What you should do: Return the lines from the line containing "[tag] reflective stripe" onward. Each must match exactly, and the last line of the listing below must be included.

Data supplied:
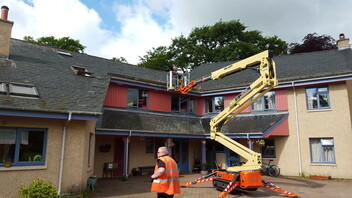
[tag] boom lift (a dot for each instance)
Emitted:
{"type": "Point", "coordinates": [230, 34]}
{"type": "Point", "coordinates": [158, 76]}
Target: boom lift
{"type": "Point", "coordinates": [246, 176]}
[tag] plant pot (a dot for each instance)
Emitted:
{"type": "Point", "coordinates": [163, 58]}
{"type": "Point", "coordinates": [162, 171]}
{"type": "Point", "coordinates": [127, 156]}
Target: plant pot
{"type": "Point", "coordinates": [204, 172]}
{"type": "Point", "coordinates": [320, 177]}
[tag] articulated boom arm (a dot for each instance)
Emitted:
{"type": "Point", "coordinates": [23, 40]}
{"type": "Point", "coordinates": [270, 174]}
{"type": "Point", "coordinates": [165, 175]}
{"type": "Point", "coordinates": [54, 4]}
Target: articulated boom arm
{"type": "Point", "coordinates": [257, 89]}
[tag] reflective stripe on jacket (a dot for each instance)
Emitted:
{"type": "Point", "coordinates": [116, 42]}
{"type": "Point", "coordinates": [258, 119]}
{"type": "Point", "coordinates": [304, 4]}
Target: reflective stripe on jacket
{"type": "Point", "coordinates": [168, 182]}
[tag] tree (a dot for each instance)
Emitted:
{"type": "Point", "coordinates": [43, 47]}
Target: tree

Solution to the exercise:
[tag] reflective stripe on jacket (a dot for each instance)
Emitted:
{"type": "Point", "coordinates": [116, 42]}
{"type": "Point", "coordinates": [258, 119]}
{"type": "Point", "coordinates": [304, 4]}
Target: reflective stripe on jacket
{"type": "Point", "coordinates": [168, 182]}
[tag] tree (a dot for each instance)
Emitted:
{"type": "Point", "coordinates": [43, 47]}
Target: tree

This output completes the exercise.